### Texte proposé
****

Le coût de l'Applecare justifie pleinement qu'Apple s'occupe correctement de ton problème.
Essaye d'avoir le plus d'éléments écrits de la part du centre qui refuse la réparation. Si la "gueulante" téléphonique ne fonctionne pas, il faudra malheureusement jouer avec les recommandés avec accusé de réception : c'est pénible, mais c'est ce qui est reconnu vis-à-vis de tes droits.

Bon courage


----------



## yret (25 Janvier 2004)

Par expérience (avec d'autres sav qu'Apple), il faut insister et relancer: on finit très souvent par obtenir gain de cause, surtout avec ce genre de contrat ! donc, courage !


----------



## corbuu (25 Janvier 2004)

IMPORTANT :

J'ai un PowerBook qui date de 8 mois maintenant. Au bout de 6 mois ... l'ordi se rechargeait plus. C'était l'adaptateur secteur qui ne marchait plus.

J'ai appellé AppleCare, ils m'ont dit que je pouvait soit demander de suite qu'ils me renvoyent gratuitement un autre adaptateur, soit que je pouvais aller au centre Apple Lyon. 
Je décide d'aller au centre de lyon pour le changer donc. LE mec a verifié qu'il ne marchait pas, il m'en a filé un neuf de suite pour m'eviter d'attendre le retour SAV.

Pris en charge par contrat Apple. il m'a meme dit que si ca m'arrivait dans un an..il le changerait aussi. J'ai bien evidemment APPLECARE.

donc le mec te dit n'importe quoi. Vas-y et ... geule.


----------



## polo50 (25 Janvier 2004)

je rajouterais a tout ce qui a été dit que ca dépend pas toujours du centre mais souvent de la personne qui nous recois ! moi j ai été tres bien acceuillis des fois place boulnois par des gens compétants mais j ai aussi une fois eu une personne totalement imcompétente au même endroit !


----------



## vincmyl (25 Janvier 2004)

Si la personne en face y met un peu du sien tout se passe bien....globalement les gens de l'AppleCare sont correctes


----------



## melaure (26 Janvier 2004)

corbuu a dit:
			
		

> IMPORTANT :
> 
> J'ai un PowerBook qui date de 8 mois maintenant. Au bout de 6 mois ... l'ordi se rechargeait plus. C'était l'adaptateur secteur qui ne marchait plus.
> 
> ...



Je dois reconnaitre que le centre technique d'Apple Lyon a été très efficace lors de la réparation de mon TI.

****

### Données fournies
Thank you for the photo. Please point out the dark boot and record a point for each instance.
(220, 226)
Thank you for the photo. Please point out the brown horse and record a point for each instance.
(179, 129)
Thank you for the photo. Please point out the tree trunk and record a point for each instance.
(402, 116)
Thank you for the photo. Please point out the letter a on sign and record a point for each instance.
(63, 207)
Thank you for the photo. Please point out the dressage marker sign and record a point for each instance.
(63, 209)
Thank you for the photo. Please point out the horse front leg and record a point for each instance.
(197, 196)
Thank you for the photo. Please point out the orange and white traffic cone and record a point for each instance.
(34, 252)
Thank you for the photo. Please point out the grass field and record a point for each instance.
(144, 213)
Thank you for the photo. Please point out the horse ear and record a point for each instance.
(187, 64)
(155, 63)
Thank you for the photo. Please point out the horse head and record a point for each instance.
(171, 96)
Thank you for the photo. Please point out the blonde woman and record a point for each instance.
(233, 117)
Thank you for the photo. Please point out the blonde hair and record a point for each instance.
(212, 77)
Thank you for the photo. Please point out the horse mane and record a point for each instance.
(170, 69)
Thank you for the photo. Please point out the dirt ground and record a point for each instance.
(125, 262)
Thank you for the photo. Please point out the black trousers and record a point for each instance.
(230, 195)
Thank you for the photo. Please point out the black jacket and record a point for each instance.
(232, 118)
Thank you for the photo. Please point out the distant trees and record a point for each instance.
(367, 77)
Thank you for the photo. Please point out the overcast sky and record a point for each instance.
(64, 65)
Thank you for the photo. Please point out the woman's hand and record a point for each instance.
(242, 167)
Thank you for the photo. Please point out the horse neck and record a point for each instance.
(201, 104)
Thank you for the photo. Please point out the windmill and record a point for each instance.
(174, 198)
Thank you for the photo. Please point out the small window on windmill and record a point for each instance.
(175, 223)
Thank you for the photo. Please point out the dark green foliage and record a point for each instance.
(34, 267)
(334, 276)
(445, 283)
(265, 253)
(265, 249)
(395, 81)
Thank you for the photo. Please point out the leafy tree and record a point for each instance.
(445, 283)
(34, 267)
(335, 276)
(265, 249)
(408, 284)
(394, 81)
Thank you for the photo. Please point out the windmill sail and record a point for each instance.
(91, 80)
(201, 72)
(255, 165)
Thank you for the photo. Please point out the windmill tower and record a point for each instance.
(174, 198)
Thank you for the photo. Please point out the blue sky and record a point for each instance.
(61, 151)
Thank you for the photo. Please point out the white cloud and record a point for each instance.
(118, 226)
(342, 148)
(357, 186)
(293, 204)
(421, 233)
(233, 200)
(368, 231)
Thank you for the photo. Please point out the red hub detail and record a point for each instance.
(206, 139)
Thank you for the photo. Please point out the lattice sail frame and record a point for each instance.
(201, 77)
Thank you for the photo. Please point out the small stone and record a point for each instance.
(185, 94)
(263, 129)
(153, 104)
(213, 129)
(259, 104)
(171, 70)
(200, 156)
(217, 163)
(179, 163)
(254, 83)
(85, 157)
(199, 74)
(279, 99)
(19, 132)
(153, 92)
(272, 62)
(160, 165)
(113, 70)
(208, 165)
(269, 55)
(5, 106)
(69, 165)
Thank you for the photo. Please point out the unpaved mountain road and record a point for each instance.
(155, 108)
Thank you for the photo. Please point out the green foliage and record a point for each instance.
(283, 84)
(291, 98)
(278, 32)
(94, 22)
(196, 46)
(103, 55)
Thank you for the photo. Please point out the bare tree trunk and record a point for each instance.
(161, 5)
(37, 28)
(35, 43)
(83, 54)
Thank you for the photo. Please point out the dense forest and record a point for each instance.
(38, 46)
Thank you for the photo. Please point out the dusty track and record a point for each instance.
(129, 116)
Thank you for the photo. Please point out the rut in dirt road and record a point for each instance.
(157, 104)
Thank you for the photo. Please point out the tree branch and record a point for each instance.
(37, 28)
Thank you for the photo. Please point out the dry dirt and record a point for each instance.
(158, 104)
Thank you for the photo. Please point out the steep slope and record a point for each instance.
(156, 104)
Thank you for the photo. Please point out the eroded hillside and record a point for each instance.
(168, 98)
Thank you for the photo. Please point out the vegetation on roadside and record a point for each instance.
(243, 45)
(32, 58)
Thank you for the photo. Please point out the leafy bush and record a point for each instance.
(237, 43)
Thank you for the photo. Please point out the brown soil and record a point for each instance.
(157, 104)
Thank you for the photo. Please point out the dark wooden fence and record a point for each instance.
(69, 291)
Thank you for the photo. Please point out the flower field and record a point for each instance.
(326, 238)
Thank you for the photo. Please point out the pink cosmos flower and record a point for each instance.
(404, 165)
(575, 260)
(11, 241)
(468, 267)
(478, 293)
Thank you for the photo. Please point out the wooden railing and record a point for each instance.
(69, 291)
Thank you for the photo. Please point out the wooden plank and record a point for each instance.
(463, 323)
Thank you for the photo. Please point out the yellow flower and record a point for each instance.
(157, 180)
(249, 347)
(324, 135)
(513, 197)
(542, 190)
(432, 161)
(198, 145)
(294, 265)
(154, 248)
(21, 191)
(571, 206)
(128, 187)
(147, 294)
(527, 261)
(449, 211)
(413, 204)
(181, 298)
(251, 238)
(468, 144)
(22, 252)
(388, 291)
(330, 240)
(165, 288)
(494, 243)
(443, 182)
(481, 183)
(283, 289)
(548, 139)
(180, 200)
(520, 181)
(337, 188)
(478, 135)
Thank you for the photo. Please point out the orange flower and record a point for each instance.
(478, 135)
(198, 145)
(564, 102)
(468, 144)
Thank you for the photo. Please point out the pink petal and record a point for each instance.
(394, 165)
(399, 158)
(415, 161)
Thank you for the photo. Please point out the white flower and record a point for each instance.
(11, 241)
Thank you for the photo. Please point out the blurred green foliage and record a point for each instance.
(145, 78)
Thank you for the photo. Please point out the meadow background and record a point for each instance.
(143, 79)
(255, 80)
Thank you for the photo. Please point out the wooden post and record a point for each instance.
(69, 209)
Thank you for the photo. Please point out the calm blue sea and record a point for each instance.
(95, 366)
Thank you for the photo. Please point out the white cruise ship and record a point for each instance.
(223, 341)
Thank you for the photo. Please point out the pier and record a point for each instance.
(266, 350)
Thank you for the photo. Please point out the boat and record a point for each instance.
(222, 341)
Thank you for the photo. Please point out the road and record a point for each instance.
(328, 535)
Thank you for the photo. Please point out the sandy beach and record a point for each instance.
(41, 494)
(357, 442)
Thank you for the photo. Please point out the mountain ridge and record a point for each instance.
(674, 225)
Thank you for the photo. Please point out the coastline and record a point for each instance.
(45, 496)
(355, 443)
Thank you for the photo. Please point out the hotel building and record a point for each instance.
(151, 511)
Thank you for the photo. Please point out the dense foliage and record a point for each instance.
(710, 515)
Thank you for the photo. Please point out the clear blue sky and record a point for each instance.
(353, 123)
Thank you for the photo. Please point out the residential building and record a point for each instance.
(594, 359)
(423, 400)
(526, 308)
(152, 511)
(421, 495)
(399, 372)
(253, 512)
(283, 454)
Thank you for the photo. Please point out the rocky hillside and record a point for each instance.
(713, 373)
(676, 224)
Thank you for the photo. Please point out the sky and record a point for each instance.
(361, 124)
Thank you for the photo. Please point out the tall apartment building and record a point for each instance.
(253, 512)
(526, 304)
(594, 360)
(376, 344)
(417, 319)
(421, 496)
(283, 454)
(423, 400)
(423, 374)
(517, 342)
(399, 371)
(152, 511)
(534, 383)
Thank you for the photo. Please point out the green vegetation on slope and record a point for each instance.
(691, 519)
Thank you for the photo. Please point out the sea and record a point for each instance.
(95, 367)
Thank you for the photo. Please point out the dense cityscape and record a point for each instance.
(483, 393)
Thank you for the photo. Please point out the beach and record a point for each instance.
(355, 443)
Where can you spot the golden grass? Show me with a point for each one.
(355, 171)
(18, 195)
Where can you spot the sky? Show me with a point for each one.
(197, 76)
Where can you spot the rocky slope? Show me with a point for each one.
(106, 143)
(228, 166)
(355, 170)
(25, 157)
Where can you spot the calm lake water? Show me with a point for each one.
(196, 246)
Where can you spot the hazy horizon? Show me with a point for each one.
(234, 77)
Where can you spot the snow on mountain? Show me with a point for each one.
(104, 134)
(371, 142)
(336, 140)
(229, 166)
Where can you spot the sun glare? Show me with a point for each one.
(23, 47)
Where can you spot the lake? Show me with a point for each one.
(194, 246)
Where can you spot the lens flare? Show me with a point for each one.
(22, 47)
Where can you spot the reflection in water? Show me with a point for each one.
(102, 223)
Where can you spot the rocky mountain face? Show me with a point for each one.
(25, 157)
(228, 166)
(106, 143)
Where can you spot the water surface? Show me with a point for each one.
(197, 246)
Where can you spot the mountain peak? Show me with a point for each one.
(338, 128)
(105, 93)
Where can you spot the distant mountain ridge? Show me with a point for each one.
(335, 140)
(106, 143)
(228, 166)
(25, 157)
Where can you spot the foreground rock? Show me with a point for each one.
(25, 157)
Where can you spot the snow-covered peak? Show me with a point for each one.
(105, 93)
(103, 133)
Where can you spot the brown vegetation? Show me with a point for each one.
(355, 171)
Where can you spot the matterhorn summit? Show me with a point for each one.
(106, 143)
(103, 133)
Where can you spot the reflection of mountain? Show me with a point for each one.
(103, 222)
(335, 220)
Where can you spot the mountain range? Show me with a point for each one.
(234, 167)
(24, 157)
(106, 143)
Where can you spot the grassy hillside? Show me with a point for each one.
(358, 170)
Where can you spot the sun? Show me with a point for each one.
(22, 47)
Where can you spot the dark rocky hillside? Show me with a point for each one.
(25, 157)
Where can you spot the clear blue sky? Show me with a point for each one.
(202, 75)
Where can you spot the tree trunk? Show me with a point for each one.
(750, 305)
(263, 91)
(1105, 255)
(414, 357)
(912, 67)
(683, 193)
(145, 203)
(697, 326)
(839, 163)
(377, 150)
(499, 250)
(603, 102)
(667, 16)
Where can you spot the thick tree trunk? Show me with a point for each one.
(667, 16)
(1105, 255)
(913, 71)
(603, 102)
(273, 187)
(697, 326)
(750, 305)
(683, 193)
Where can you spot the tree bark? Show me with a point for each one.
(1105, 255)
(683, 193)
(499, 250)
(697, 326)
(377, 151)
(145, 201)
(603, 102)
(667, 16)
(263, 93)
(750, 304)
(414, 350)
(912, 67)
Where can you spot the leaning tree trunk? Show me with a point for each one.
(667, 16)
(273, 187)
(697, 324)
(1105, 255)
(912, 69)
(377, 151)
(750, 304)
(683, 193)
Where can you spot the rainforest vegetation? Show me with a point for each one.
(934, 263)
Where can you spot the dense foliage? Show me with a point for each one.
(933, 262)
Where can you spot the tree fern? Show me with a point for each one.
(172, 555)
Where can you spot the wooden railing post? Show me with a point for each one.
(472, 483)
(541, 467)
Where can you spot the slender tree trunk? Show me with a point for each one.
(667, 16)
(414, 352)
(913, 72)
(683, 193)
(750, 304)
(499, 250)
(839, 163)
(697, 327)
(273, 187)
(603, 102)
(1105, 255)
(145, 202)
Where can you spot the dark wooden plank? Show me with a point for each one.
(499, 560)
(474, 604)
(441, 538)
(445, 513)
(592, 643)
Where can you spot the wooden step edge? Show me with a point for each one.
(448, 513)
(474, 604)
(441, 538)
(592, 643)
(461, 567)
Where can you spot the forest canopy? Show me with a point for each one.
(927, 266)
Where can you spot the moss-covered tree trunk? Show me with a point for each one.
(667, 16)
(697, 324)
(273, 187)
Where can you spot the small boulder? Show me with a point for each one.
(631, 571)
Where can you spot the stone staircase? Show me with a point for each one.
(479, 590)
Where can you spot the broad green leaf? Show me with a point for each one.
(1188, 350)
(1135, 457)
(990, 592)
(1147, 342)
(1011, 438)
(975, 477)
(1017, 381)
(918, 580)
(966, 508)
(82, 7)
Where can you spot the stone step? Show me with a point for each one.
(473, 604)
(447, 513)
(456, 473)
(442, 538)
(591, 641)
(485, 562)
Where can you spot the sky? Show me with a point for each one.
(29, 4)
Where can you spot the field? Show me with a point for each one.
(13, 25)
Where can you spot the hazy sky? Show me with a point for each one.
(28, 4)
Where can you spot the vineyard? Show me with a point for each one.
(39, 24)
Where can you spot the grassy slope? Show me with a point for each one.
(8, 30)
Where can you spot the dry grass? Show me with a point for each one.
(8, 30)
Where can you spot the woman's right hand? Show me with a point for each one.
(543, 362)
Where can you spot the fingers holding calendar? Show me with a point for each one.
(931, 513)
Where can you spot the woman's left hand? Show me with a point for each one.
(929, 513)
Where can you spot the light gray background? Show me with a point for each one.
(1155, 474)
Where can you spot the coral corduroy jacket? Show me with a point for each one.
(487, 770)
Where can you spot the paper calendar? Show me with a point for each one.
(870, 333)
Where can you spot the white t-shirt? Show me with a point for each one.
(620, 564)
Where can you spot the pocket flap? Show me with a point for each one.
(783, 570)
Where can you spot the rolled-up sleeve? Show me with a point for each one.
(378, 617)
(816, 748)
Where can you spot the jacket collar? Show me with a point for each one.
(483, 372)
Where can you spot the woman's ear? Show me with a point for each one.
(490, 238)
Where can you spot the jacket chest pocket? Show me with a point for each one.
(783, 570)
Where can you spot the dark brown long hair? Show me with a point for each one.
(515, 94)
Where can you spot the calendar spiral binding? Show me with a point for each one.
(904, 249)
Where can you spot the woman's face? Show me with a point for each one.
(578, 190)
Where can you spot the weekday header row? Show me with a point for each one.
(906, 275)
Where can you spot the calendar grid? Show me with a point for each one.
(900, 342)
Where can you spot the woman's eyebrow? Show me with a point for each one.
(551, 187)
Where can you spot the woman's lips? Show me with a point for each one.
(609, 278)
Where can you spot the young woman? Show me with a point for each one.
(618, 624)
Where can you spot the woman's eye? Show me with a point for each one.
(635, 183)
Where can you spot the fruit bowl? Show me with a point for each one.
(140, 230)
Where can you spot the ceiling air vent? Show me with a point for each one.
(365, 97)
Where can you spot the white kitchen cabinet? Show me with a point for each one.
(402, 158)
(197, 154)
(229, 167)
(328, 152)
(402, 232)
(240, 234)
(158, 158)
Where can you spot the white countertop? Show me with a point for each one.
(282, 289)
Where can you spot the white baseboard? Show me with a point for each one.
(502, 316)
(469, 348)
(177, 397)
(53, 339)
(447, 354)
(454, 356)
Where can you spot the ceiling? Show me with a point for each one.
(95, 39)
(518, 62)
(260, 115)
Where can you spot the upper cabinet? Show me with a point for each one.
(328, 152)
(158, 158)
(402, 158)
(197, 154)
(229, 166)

****

### Travail à faire
A: Recopiez la discussion sur l'AppleCare de « Je décide d'aller » à « même endroit ! ».
B: Rédigez la suite de la discussion sur l'AppleCare, à partir de la fin du texte présenté.

### Réponses
A:
Je décide d'aller au centre de lyon pour le changer donc. LE mec a verifié qu'il ne marchait pas, il m'en a filé un neuf de suite pour m'eviter d'attendre le retour SAV.

Pris en charge par contrat Apple. il m'a meme dit que si ca m'arrivait dans un an..il le changerait aussi. J'ai bien evidemment APPLECARE.

donc le mec te dit n'importe quoi. Vas-y et ... geule.


----------



## polo50 (25 Janvier 2004)

je rajouterais a tout ce qui a été dit que ca dépend pas toujours du centre mais souvent de la personne qui nous recois ! moi j ai été tres bien acceuillis des fois place boulnois par des gens compétants mais j ai aussi une fois eu une personne totalement imcompétente au même endroit !

B:
----------



## powerbook867 (26 Janvier 2004)

melaure a dit:
			
		

> Je dois reconnaitre que le centre technique d'Apple Lyon a été très efficace lors de la réparation de mon TI.



On dirait que tu y travailles ....


----------



## vincmyl (26 Janvier 2004)

Il y a Bemac a Strasbourg qui est bien aussi


----------



## julien (26 Janvier 2004)

merci pour votre compassion.... ça fait plaisir mine de rien 
	

	
	
		
		

		
		
	


	



bon je donne des nouvelles .... 
j'aime beaucoup lyon mais ça fait un peu loin...
pas de coup de fil de l'apple center boulnois aujourd'hui ... 
	

	
	
		
		

		
		
	


	




mais j'ai eu le service client aujourd'hui au téléphone ! ils m'ont confirmé que l'applecare couvre aussi l'adaptateur !!! donc les techniciens (ils était deux) que j'ai vu samedi matin m'ont menti tout simplement 
	

	
	
		
		

		
		
	


	



le service a donc appellé l'applecare center place boulnois et m'a rapellé pour me dire que la piece est disponible et m'attend...

il aurait été correct de la part des deux personnes que j'ai vu samedi ,constatant leur erreur ce matin, de m'appeler aujourd'hui non ????

donc un grand merci au service client très compréhensif 
	

	
	
		
		

		
		
	


	




 et qui fait son travail correctement
si tout vas bien demain je retrouve l'usage de mon ibook...après un mois 

en tout cas j'éspère que le message est bien passé allez changer vos adaptateur secteur défectueux place boulnois !!!!! ils adorent ça  
	

	
	
		
		

		
		
	


	




 (j'éxagère..ils ont l'OBLIGATION de le faire !!)


----------



## melaure (26 Janvier 2004)

powerbook867 a dit:
			
		

> On dirait que tu y travailles ....



Eh non ... c'est juste sympa de retrouver son TI sans les problèmes de peinture ...


----------



## vincmyl (26 Janvier 2004)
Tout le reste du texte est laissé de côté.